_What needs to be done_: Count how many lines in the records below contain the string "dark". Reply with that number alone.

-- START Provided records --

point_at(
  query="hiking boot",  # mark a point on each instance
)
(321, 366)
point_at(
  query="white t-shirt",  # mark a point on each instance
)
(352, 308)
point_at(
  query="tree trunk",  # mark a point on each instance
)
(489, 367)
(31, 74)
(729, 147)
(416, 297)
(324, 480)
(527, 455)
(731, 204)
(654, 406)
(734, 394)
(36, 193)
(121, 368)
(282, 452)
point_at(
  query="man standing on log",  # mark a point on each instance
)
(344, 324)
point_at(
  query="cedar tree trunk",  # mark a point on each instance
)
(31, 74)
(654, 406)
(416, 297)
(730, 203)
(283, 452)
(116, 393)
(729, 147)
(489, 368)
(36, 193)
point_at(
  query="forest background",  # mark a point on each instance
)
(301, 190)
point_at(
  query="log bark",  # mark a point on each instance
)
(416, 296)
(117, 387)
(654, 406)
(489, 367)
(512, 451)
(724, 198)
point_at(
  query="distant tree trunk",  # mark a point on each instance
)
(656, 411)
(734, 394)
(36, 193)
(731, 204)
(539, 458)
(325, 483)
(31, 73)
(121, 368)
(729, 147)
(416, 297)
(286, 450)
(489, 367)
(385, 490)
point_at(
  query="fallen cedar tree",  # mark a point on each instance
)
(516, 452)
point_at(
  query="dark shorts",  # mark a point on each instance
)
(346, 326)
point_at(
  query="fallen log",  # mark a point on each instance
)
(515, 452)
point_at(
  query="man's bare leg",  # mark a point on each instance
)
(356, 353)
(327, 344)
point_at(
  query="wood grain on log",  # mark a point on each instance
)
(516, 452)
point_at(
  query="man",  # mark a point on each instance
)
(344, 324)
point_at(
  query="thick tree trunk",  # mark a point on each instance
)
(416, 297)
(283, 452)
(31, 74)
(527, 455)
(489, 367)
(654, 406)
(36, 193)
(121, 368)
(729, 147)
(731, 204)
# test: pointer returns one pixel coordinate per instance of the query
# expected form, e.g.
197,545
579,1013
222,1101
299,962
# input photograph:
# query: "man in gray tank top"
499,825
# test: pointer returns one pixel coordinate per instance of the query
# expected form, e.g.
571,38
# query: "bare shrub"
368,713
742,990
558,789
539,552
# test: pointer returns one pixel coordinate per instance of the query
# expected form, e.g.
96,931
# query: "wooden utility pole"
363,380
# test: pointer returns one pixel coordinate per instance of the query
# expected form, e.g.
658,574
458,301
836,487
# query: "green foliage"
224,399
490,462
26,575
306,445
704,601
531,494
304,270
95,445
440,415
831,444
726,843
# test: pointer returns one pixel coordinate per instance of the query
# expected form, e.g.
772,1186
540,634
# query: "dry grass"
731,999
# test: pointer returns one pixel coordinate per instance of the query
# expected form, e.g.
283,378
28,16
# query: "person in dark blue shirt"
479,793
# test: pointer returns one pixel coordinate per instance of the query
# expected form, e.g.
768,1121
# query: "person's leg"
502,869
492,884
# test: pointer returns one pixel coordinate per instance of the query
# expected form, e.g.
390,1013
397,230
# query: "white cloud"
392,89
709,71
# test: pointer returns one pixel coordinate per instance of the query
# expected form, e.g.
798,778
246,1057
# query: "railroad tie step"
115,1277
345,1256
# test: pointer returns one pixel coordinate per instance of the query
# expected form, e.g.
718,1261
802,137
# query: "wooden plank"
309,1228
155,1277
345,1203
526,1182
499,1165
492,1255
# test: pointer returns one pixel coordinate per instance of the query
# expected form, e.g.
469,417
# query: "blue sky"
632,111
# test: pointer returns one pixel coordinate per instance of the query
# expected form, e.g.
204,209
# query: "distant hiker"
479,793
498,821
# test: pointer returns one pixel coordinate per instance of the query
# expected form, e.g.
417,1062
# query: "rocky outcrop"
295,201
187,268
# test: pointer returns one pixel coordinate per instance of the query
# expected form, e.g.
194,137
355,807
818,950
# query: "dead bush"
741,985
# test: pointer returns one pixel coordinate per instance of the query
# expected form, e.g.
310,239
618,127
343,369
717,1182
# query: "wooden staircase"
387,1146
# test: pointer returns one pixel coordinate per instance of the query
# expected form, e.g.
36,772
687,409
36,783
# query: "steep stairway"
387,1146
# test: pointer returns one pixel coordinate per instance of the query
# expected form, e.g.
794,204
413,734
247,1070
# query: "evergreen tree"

-- END Provided records --

_Exercise output_: 2